• _What needs to be done_:
Please take the lines from the one holding "target: stack of boxes" through the one holding "target: dark brown interior door" in the data below and copy them exactly.

• _Given information_:
*****

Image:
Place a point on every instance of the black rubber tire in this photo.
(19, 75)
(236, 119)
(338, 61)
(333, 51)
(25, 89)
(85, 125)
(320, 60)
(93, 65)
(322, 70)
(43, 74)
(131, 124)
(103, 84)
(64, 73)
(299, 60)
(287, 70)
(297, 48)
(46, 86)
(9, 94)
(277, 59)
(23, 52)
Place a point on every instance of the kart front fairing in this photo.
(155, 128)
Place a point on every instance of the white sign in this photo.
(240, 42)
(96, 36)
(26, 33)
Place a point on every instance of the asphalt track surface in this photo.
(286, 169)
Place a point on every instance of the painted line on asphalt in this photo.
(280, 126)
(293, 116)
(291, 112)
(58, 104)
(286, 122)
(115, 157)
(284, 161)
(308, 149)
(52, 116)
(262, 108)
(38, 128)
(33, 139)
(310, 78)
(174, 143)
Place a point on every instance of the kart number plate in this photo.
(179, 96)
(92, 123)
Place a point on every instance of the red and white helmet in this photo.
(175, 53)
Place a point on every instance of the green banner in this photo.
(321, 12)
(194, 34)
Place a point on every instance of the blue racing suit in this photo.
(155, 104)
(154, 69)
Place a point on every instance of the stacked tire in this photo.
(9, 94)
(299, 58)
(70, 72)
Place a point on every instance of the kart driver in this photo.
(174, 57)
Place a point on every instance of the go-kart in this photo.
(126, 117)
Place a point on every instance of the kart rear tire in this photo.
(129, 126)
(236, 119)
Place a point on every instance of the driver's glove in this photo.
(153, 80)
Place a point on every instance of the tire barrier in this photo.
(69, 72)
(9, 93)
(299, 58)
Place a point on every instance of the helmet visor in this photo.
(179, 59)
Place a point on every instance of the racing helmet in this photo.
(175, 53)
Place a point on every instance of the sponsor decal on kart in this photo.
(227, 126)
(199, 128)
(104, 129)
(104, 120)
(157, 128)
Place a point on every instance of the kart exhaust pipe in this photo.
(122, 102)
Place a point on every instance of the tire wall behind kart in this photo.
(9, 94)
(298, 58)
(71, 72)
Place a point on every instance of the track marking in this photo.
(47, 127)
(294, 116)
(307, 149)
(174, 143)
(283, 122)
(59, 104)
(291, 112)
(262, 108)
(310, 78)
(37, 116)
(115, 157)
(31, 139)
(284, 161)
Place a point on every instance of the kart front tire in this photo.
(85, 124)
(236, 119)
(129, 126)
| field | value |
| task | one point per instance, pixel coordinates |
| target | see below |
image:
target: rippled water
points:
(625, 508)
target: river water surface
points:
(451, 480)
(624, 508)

*****

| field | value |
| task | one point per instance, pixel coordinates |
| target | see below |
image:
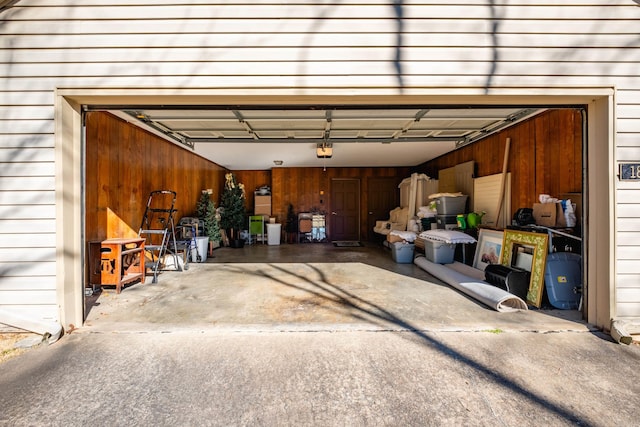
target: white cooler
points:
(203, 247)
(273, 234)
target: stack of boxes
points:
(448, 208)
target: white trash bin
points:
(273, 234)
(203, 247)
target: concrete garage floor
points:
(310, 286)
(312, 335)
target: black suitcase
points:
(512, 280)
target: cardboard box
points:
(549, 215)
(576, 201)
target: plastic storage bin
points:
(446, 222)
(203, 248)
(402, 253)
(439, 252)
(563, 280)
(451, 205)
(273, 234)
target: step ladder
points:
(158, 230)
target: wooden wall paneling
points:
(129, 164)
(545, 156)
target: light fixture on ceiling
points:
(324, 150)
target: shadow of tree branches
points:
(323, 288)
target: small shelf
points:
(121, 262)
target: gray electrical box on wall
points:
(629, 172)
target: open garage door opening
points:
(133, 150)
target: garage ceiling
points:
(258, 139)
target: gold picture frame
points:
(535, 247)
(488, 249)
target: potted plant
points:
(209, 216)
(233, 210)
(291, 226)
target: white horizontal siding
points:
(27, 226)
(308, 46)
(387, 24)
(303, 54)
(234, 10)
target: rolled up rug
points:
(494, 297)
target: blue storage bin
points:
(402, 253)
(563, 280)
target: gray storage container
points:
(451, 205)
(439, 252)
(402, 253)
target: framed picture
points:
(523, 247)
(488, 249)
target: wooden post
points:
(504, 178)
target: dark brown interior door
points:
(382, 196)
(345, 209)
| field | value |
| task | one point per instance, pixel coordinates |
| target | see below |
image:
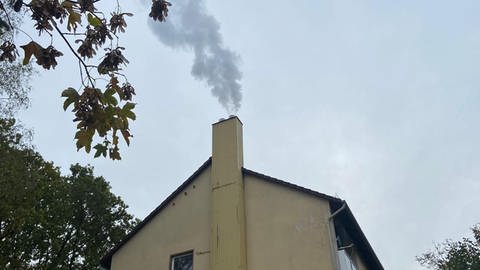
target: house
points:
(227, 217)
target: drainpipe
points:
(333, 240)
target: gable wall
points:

*****

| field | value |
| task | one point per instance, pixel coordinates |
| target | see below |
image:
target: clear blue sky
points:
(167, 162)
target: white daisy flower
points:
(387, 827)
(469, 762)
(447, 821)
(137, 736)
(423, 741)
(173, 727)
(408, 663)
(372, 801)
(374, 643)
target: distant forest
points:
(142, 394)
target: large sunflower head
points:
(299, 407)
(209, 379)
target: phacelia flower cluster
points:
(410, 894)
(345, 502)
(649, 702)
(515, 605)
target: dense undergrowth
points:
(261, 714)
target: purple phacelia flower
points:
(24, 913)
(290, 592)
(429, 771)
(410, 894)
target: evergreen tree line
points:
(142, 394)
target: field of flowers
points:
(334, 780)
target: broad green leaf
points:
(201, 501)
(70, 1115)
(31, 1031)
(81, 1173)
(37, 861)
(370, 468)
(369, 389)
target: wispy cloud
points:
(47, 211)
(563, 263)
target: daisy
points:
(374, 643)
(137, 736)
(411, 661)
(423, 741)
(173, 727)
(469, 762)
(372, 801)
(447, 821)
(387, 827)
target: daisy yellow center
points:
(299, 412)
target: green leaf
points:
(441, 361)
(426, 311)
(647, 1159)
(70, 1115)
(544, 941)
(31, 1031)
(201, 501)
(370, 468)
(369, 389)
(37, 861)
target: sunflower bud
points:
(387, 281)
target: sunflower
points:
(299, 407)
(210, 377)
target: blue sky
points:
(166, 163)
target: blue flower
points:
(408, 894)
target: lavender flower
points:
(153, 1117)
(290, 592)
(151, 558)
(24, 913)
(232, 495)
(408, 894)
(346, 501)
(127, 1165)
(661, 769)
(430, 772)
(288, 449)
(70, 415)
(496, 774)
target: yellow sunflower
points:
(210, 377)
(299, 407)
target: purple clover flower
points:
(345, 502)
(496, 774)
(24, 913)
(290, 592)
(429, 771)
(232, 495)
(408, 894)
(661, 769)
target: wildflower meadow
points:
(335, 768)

*****

• _Solution_:
target: stack of boxes
points:
(448, 208)
target: white trash bin
points:
(273, 234)
(203, 247)
target: concrete garage floor
points:
(310, 286)
(312, 335)
target: black suitcase
points:
(512, 280)
target: cardboard box
points:
(549, 215)
(576, 201)
target: plastic storage bin
points:
(446, 222)
(203, 248)
(402, 253)
(439, 252)
(563, 280)
(451, 205)
(273, 234)
target: step ladder
points:
(158, 230)
target: wooden wall paneling
points:
(129, 164)
(545, 156)
target: light fixture on ceiling
points:
(324, 150)
target: shadow of tree branches
points:
(323, 288)
target: small shelf
points:
(121, 262)
target: gray electrical box on wall
points:
(629, 172)
target: open garage door opening
points:
(133, 150)
target: garage ceiling
points:
(258, 139)
target: gold picture frame
points:
(535, 247)
(488, 249)
target: potted plant
points:
(209, 216)
(233, 210)
(291, 226)
target: white horizontal siding
points:
(27, 226)
(308, 46)
(387, 24)
(303, 54)
(234, 10)
target: rolled up rug
points:
(494, 297)
target: blue storage bin
points:
(402, 253)
(563, 280)
target: gray storage container
points:
(451, 205)
(439, 252)
(402, 253)
target: framed picture
points:
(523, 247)
(488, 249)
target: wooden post
points:
(504, 178)
target: dark brown interior door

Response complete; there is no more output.